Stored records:
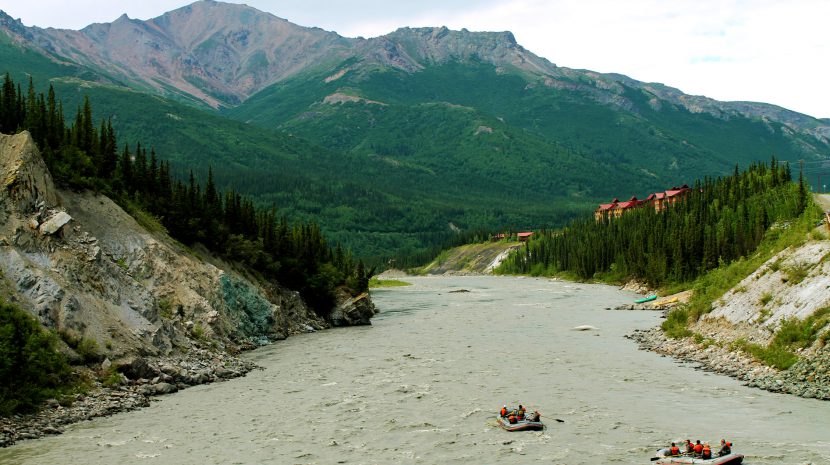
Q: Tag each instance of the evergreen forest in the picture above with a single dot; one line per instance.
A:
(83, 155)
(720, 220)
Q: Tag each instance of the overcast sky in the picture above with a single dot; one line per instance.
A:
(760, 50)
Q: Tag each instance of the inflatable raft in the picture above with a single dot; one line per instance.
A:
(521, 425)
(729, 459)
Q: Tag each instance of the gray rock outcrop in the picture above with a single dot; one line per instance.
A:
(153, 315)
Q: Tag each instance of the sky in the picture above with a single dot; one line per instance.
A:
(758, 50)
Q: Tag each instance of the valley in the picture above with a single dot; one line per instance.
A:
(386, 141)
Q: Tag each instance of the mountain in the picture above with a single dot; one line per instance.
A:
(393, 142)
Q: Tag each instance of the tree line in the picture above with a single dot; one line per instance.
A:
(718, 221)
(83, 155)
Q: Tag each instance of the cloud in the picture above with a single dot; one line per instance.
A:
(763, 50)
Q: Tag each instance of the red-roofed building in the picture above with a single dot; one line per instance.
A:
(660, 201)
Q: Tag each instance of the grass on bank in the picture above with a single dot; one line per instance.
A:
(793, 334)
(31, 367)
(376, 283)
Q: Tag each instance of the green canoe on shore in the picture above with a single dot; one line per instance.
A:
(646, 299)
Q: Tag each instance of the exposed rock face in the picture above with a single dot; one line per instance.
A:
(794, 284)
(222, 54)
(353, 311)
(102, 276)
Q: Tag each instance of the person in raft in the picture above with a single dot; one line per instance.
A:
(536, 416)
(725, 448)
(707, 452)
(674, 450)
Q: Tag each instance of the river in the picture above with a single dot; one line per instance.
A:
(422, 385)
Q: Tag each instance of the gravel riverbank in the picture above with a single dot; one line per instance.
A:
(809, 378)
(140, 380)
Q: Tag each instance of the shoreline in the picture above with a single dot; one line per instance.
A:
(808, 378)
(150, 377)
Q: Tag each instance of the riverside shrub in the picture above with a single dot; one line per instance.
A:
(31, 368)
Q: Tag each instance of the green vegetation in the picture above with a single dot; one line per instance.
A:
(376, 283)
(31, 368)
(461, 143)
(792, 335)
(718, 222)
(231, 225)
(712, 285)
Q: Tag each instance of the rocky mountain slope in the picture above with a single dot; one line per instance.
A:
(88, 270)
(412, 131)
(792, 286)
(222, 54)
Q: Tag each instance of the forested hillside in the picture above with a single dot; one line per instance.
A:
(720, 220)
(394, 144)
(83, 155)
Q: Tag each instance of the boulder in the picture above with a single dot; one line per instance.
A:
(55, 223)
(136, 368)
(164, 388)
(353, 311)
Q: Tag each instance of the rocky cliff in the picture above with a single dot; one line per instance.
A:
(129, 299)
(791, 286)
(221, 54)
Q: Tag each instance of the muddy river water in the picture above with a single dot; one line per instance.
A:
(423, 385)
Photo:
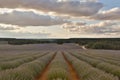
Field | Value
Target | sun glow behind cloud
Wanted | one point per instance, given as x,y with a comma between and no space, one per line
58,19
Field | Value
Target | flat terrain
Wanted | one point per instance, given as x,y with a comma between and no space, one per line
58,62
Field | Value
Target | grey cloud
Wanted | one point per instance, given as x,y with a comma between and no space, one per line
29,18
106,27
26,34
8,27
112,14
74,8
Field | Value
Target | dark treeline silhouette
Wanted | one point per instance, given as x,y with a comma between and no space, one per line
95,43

...

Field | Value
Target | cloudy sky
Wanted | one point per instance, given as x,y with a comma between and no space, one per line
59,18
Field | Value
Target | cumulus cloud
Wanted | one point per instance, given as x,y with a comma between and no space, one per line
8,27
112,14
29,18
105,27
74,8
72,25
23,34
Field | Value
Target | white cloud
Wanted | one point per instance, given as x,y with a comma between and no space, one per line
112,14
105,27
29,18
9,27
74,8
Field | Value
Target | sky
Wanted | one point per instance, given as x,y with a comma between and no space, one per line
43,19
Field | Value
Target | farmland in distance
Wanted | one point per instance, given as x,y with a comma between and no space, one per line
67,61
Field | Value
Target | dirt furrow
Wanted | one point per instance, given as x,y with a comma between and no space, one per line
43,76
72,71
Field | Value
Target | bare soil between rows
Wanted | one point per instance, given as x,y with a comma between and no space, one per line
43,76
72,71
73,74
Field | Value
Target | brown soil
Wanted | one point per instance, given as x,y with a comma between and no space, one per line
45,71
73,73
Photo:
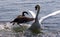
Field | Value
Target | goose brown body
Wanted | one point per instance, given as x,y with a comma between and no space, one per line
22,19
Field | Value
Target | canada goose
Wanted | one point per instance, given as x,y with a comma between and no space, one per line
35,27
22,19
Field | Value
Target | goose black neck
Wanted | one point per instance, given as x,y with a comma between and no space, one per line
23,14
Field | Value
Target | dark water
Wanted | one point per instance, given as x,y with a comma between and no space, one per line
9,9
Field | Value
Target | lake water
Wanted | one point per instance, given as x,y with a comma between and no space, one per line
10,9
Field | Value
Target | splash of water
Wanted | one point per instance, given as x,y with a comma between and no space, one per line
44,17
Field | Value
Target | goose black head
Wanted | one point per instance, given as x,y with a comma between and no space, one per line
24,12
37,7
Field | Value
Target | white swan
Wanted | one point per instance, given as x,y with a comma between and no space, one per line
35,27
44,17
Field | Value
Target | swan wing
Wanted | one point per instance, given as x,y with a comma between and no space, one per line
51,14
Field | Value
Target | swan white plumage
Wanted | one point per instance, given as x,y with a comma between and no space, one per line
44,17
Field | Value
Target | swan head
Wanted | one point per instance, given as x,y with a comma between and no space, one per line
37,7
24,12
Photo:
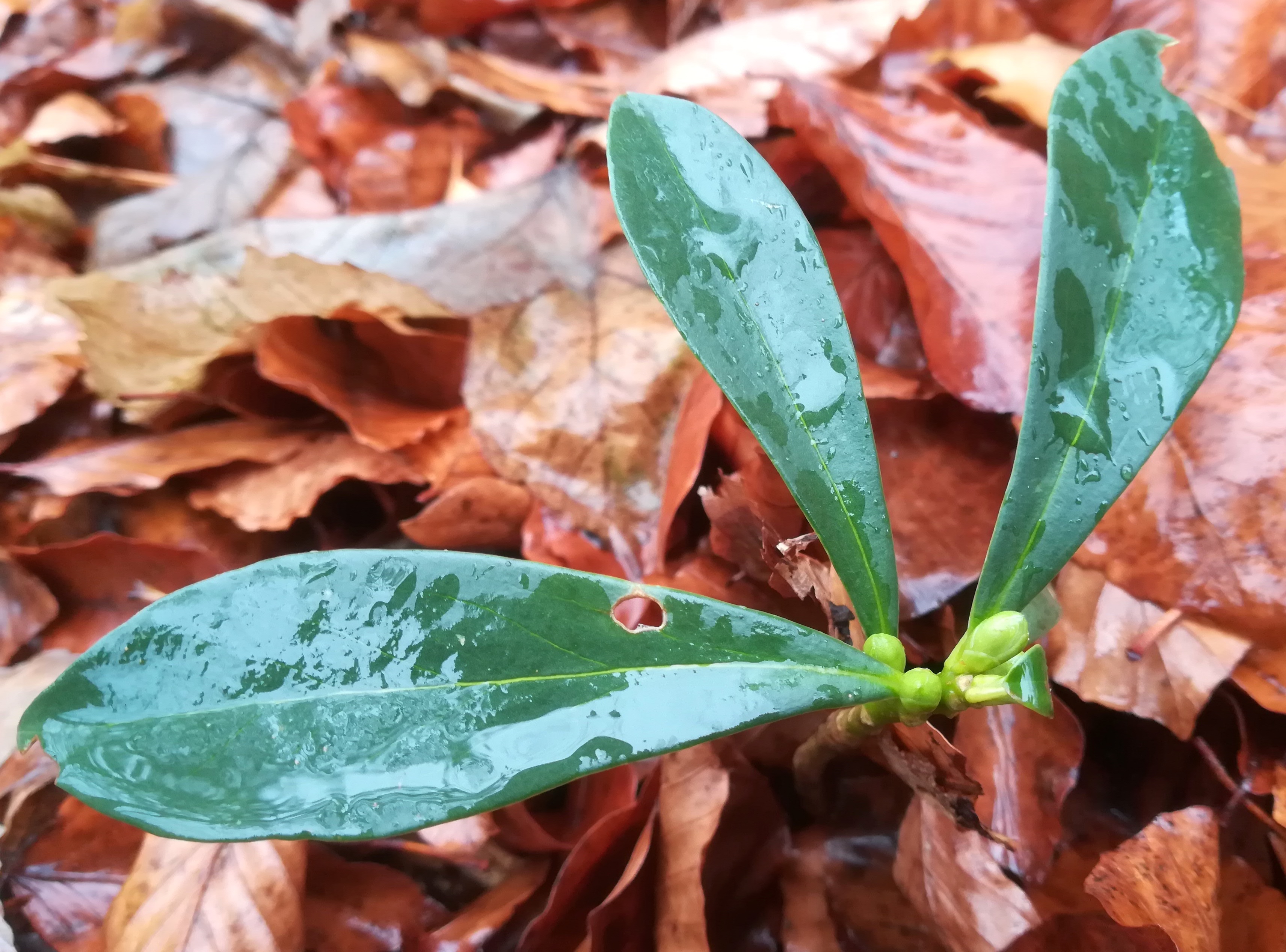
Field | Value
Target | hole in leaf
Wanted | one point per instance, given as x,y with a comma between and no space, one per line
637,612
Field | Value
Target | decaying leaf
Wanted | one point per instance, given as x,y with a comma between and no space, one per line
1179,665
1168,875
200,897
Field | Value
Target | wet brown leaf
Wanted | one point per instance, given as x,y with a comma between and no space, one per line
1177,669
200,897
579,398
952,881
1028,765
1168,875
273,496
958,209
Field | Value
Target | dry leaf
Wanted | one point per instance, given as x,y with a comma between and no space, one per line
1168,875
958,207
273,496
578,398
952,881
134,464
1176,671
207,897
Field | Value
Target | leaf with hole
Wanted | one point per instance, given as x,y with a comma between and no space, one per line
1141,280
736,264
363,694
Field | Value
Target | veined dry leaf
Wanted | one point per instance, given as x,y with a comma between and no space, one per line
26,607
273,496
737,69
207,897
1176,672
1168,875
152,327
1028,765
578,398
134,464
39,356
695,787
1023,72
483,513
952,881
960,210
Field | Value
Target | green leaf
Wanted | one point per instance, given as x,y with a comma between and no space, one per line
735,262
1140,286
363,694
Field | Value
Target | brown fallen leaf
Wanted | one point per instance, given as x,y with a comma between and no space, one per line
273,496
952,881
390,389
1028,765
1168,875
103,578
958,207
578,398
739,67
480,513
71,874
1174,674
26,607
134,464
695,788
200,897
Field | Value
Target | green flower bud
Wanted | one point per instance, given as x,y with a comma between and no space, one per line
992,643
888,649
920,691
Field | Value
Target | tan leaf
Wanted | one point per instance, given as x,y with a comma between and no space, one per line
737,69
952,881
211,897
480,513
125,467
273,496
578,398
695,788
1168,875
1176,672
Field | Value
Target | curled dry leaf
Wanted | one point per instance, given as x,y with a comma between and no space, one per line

==

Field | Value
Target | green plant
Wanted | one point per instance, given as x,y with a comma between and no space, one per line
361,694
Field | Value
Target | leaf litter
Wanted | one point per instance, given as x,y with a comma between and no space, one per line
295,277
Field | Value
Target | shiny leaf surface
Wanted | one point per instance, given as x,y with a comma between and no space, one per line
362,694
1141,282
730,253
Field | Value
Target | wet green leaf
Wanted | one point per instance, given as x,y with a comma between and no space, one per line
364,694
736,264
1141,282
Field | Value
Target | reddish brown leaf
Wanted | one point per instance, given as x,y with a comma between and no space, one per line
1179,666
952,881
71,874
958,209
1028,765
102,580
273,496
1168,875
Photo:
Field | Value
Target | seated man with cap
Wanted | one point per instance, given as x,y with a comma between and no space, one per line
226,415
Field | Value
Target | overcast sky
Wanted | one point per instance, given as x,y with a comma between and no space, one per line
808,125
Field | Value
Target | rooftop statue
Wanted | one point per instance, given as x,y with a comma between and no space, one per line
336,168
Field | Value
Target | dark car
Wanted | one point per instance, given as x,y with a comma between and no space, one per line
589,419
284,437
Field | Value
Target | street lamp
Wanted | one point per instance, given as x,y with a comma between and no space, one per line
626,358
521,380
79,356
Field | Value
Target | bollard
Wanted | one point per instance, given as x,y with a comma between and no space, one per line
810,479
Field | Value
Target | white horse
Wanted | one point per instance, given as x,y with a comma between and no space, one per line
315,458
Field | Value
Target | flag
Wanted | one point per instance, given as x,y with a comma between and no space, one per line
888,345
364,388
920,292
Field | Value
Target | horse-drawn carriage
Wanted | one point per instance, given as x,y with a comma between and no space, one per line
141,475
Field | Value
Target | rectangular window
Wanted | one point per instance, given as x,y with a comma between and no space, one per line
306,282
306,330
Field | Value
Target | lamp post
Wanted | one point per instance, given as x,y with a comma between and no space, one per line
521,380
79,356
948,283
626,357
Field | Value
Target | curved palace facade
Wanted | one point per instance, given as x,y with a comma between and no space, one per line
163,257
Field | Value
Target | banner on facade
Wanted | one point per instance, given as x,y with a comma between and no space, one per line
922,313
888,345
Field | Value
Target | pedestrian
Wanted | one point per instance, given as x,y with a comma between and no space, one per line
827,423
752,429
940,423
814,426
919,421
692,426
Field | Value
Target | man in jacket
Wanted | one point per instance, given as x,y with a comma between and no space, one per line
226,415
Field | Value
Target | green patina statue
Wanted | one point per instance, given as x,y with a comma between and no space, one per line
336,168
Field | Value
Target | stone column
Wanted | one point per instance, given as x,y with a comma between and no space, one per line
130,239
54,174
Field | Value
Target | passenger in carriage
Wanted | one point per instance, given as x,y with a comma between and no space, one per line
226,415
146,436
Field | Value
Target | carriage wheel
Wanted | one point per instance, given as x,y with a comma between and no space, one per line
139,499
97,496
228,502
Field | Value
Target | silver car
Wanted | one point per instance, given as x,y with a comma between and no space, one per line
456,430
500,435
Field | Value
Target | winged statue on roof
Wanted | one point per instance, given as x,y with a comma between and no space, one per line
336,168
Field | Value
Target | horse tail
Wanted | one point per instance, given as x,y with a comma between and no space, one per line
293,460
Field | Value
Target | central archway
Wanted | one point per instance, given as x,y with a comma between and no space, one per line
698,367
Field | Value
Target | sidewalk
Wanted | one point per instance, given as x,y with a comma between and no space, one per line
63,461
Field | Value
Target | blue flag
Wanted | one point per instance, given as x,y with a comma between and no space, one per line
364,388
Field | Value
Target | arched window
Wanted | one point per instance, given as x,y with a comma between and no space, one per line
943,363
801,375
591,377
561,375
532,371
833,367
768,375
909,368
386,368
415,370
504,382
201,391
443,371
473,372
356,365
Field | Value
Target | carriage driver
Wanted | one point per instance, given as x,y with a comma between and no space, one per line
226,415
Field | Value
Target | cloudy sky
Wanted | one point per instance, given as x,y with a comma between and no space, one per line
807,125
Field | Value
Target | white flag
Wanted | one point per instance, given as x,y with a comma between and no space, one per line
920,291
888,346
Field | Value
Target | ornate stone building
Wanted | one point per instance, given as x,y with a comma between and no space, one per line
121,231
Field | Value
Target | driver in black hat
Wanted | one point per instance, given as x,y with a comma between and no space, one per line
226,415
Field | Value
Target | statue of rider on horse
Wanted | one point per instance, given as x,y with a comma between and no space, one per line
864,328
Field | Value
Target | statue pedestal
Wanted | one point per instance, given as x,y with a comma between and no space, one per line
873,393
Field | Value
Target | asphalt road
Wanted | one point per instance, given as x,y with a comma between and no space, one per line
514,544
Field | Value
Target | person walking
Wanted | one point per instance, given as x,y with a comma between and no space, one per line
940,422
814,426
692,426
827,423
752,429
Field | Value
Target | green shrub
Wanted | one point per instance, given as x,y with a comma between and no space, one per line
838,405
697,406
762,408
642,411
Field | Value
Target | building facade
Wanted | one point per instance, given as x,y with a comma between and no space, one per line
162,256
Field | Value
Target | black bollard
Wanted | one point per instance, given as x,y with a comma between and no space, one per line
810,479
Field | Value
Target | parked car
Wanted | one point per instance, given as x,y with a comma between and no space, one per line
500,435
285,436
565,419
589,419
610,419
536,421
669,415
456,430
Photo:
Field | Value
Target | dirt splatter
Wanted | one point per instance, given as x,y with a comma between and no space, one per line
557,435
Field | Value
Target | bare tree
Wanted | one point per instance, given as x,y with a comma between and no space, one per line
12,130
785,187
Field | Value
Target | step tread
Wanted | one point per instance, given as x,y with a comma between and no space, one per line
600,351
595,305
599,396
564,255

● **Goal**: From the data above, pull out each line that contains the string "lamp" and list those lines.

● **Reply**:
Target | street lamp
Target | lamp post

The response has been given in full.